Perché ogni estate in Sicilia ci sono migliaia di incendi
Le cause sono quasi sempre dolose, ma la scarsa prevenzione e i cambiamenti climatici fanno sì che il problema continui a ripetersi
Come era già successo negli ultimi anni, dall’inizio dell’estate 2021 in Sicilia sono divampati migliaia di incendi. La scorsa settimana le fiamme sono arrivate a lambire alcuni quartieri densamente popolati di Catania, come San Giorgio e Fossa della Creta, entrambi a pochi chilometri dal centro della città, e fino al lido la Plaia, dove lo stabilimento balneare “Le Capannine” è stato completamente distrutto.
Pochi giorni prima era divampato un grosso incendio sul versante nord della montagna di Erice, in provincia di Trapani, nella Sicilia nord-occidentale. Le fiamme hanno distrutto l’area del bosco di San Matteo, vicino al paese, e si sono spostate verso la costa alimentate dal vento di libeccio. Questi sono i due casi di cui si è parlato di più, ma nelle ultime settimane ci sono stati moltissimi altri incendi che hanno distrutto migliaia di ettari di boschi e prati.
È improprio parlare di emergenza, perché questa situazione si ripete ogni anno. La successione degli eventi è sempre la stessa: gli incendi iniziano a divampare dalla fine di maggio, a luglio cresce l’attenzione dei media, poi la politica regionale chiede nuovi fondi per prevenire gli incendi. In questo circolo ripetitivo, le associazioni ambientaliste sono costrette a ribadire i loro appelli, quasi sempre inascoltati.
#Oggi i #vigilidelfuoco hanno effettuato 530 interventi per #incendiboschivi: 160 in Sicilia, 100 in Puglia e 65 in Calabria. Tra le province di Catanzaro e Cosenza sono in azione 10 #Canadair, dei 13 attualmente in volo, e due elicotteri [#3agosto 19:00] pic.twitter.com/QT165YwUuL
— Vigili del Fuoco (@vigilidelfuoco) August 3, 2021
La prevenzione degli incendi dovrebbe essere favorita dal contesto ambientale e legislativo: la Sicilia ha una legge regionale che tutela non solo i boschi, ma tutto il patrimonio vegetale; ha un corpo forestale regionale grazie allo statuto speciale; è tra le regioni con una bassa copertura forestale, eppure è tra le prime per numero ed estensione della superficie bruciata; ha a disposizione una pianificazione forestale che prevede un serie di misure di prevenzione contro gli incendi, quasi sempre inattuate.
Nonostante queste premesse, non ci sono molti dati utili a capire il fenomeno. Secondo l’ultimo rapporto sullo stato delle foreste in Italia, nel 2017 in Sicilia ci sono stati 18.567 interventi dei vigili del fuoco su incendi boschivi e di vegetazione. È la regione con il numero più alto di interventi in Italia, il 17 per cento del totale.

▶ **SEZIONE DATI**:
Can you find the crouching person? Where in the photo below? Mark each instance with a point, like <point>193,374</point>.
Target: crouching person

==

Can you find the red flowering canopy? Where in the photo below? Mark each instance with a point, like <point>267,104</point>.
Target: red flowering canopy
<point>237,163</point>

▶ **CONSEGNE DELL ESERCIZIO**:
1. Trascriva fedelmente il passo del testo sugli incendi in Sicilia che si apre con le parole contenenti "È improprio parlare" e si chiude con "quasi sempre inascoltati.".
2. Prosegua il testo sugli incendi in Sicilia dal punto in cui si interrompe.

▶ **RISPOSTE ALLE CONSEGNE**:
1.
È improprio parlare di emergenza, perché questa situazione si ripete ogni anno. La successione degli eventi è sempre la stessa: gli incendi iniziano a divampare dalla fine di maggio, a luglio cresce l’attenzione dei media, poi la politica regionale chiede nuovi fondi per prevenire gli incendi. In questo circolo ripetitivo, le associazioni ambientaliste sono costrette a ribadire i loro appelli, quasi sempre inascoltati.

2.
Uno dei dati più interessanti è stato pubblicato nel “Piano regionale per la programmazione delle attività di previsione, prevenzione e lotta agli incendi boschivi” approvato dalla Sicilia nel 2015 e aggiornato ogni anno. In questo studio si parla in modo esteso delle cause degli incendi: nel decennio tra il 1999 e il 2008 il 74,6 per cento degli ettari bruciati è stato incendiato per causa dolosa, una percentuale cresciuta fino all’82 per cento nel quadriennio tra il 2010 e il 2013.
Il piano regionale aiuta a capire meglio le motivazioni delle cause dolose. Le prime due cause citate sono l’eliminazione di erbe infestanti dai pascoli attraverso il fuoco, una pratica molto diffusa in Sicilia, e l’incendio come mezzo per eliminare alberi e arbusti su terreni da recuperare e poi coltivare.
Un’altra causa considerata rilevante è la cosiddetta “industria del fuoco”, cioè l’incendio causato «per creare posti di lavoro nelle attività di avvistamento, di estinzione, nelle attività successive di ricostituzione». L’industria del fuoco è il risultato di un’impostazione del contrasto agli incendi basata sull’emergenza, con assunzioni a tempo determinato e turni minimi.
Nel piano si legge che il ricorso a manodopera precaria e poco qualificata, con funzione spesso più assistenziale che produttiva, ha creato un circolo vizioso: «L’incendio volontario da parte di operai stagionali può costituire lo strumento per mantenere o motivare occasioni di impiego». Nonostante il piano sia stato firmato dal dirigente generale del comando del Corpo forestale della regionale, Giovanni Salerno, lo stesso Salerno ha specificato che il documento «cita studi e indagini statistiche che fotografano un fenomeno già presente negli anni Novanta e che non può essere imputabile in maniera generalizzata al personale stabile o stagionale in forza al Corpo forestale».
Anche l’estorsione è una causa dolosa: l’incendio viene appiccato per obbligare a pagare forme non richieste di protezione oppure per lucrare su premi di assicurazione. L’impatto della piromania, invece, è considerato piuttosto trascurabile.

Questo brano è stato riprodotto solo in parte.